Task details:
In two sentences, summarize the forum thread about waking a young hedgehog.

Passage provided:

>>

# How do I wake up my hog??



## Kobe (Feb 16, 2011)

My 8 week old female loooves to sleep, especially under my sweatshirt. I get home from work at around 6 and am done dinner by 7. I want to chill with my hoglet but she always seem to just want to burrow and sleep. I have only had her one week so i think now is the time to enforce any consistent behaviour on my behalf so I want to start now.

Should i simply try to wake her up every day at the exact same time and maybe she will eventually get used to it? I go to bed at roughly 10 every night so i would like those 3 hours to include some hedgehog goodness! :mrgreen:


----------



## ThePliny (Jun 3, 2010)

Well, as a baby she is going to sleep a lot. They seem to do nothing but sleep and poop!
Yes, you can take her out of her house at the same time every day, start to get her used to a routine. 
It is possible that she will always be a 'cuddler' type of hedgie; meaning she is happiest just snuggled up with you.


----------



## MissC (Nov 15, 2010)

Pliny's right...babies sleep but start a routine, anyway. Keep in mind, tho', even if you wake her at the same time and do the same thing every single night...you may still end up with a 'cuddler'. Snarf does both: we let him out in our hedgie-proofed livingroom every night around 8. He wanders around for a bit...then plays "Hide n' Seek"? "Tag? "I Hate Your Smell"? I dunno what you'd call it - he runs up to me...sniffs me...then runs away double-time...runs back to me...sniffs me...repeat over and over and over... :? I don't know if I'm s'posed to chase him or pet him or what....?? Anyway...then he crawls into the sleeping bag we have shmushed in our wall unit for him and sleeps until I return his to his home.


----------



## Nebular (Dec 28, 2010)

My little Norman is 14 weeks old. I wake him up on a regular basis every evening for some social time. Even though the time never changes, he's not always expecting the little disturbance. Some nights he's groggy but is perfectly happy to walk on to my hands for a pick up. Other nights he starts off partially balled up and huffing, but comes out of it as soon as I pick him up. So getting them up at a regular time doesn't mean they'll always react the same way. :lol:

He's a bit of an explorer, but he's a cuddler through and through. He loves to find a dark place by crawling into my hoddie or the part of my shirt I fold over for him to hide in and snuggle up in my lap, either taking the chance to nap, or just enjoying being petted and fussed over. He'll occasionally get the urge to get up and wander around the couch for a couple of minutes, but he always crawls back up into my lap a few minutes later to resume snuggling.

Like Pliny said, you must just have an extreme cuddler like mine.


----------



## Kobe (Feb 16, 2011)

Haha sounds good! :lol: 

I think i can live with a cuddler  

Thanks!


----------

<<

[Stored entries]
>>

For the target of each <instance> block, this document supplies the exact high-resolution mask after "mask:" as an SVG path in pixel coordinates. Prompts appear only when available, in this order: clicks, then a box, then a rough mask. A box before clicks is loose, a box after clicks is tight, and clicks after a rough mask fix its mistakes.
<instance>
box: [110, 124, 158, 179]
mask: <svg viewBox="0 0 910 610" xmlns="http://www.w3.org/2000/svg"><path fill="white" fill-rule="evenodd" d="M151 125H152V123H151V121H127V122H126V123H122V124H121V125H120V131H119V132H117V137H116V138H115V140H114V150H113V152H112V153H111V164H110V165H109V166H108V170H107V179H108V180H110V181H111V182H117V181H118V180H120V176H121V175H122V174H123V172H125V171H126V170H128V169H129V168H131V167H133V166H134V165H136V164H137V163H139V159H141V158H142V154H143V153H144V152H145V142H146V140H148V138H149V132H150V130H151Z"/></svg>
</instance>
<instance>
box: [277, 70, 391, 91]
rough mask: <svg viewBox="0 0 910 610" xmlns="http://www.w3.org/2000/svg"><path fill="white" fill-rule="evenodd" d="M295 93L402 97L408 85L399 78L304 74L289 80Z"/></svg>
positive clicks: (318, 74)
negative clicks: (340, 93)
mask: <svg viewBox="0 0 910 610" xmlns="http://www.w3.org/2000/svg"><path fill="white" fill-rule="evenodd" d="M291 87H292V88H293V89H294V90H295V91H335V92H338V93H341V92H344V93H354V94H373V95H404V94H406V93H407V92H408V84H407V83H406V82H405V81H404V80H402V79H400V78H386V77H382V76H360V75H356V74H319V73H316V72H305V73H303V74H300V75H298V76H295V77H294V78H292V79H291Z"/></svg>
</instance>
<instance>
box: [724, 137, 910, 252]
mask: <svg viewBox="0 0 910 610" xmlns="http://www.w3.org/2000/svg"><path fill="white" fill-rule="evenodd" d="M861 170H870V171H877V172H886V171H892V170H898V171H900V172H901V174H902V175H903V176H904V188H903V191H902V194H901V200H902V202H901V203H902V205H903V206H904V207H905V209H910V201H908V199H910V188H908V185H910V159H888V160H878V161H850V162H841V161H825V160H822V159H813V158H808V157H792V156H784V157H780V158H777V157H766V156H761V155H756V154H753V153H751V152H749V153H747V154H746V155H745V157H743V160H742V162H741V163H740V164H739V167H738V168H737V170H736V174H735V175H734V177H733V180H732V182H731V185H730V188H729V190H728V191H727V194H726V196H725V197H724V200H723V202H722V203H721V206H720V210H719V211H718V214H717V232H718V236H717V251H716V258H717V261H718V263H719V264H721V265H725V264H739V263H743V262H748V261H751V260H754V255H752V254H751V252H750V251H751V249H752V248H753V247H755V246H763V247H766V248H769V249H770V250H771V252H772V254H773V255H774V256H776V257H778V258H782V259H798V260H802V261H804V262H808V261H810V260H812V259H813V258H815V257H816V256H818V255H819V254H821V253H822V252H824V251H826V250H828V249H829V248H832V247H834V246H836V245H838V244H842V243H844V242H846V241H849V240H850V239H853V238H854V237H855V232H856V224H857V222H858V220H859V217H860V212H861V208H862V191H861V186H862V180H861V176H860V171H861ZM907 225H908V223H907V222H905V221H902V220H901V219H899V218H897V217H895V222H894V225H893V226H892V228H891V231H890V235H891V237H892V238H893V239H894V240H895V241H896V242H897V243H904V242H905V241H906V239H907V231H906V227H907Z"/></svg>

<<
>>

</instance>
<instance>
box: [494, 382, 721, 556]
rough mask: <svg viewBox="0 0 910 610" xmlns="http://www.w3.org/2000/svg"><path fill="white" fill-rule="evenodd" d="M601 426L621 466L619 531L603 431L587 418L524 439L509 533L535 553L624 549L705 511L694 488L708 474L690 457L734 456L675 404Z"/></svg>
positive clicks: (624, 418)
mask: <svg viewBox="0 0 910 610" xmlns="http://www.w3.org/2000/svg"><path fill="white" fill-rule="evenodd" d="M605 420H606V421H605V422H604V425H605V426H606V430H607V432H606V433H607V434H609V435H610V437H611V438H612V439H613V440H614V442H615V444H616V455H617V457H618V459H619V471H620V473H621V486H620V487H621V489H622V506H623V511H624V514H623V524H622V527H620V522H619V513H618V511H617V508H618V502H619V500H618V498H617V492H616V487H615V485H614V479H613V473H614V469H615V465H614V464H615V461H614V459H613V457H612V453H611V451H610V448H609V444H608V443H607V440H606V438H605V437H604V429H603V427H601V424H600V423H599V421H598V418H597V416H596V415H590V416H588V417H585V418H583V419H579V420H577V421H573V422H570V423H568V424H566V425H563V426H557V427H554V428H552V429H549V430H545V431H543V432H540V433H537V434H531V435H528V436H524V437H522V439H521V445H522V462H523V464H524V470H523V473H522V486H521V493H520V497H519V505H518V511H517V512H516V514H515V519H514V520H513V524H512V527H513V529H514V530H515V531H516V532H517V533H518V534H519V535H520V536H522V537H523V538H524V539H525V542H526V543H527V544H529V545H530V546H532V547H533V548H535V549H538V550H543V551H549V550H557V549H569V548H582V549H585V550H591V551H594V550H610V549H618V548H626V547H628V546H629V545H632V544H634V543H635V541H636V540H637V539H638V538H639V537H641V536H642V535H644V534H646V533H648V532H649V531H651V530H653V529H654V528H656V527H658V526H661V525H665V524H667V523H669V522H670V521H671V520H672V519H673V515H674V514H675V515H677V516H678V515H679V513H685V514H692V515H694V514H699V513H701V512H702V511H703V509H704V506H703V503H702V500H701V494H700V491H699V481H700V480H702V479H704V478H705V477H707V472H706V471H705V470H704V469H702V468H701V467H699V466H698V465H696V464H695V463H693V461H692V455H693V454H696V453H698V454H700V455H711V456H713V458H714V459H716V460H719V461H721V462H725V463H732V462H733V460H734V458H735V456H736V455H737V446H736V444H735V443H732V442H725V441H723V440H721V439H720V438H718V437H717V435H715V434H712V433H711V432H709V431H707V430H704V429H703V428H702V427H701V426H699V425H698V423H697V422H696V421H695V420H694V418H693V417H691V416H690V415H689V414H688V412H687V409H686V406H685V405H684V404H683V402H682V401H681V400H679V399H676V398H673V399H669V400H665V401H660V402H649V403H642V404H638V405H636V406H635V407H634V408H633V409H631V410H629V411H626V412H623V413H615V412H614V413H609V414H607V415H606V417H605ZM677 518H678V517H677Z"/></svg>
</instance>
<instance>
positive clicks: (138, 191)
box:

<<

Answer for the task:
An owner who has had an 8-week-old female hedgehog for one week asks whether waking her at the same time every evening will help, since she mostly wants to burrow and sleep during the hours the owner has free. Replies explain that babies sleep a lot and that a routine is still worth starting, though she may always be a "cuddler" and may not react the same way every time, and the owner answers that living with a cuddler is fine.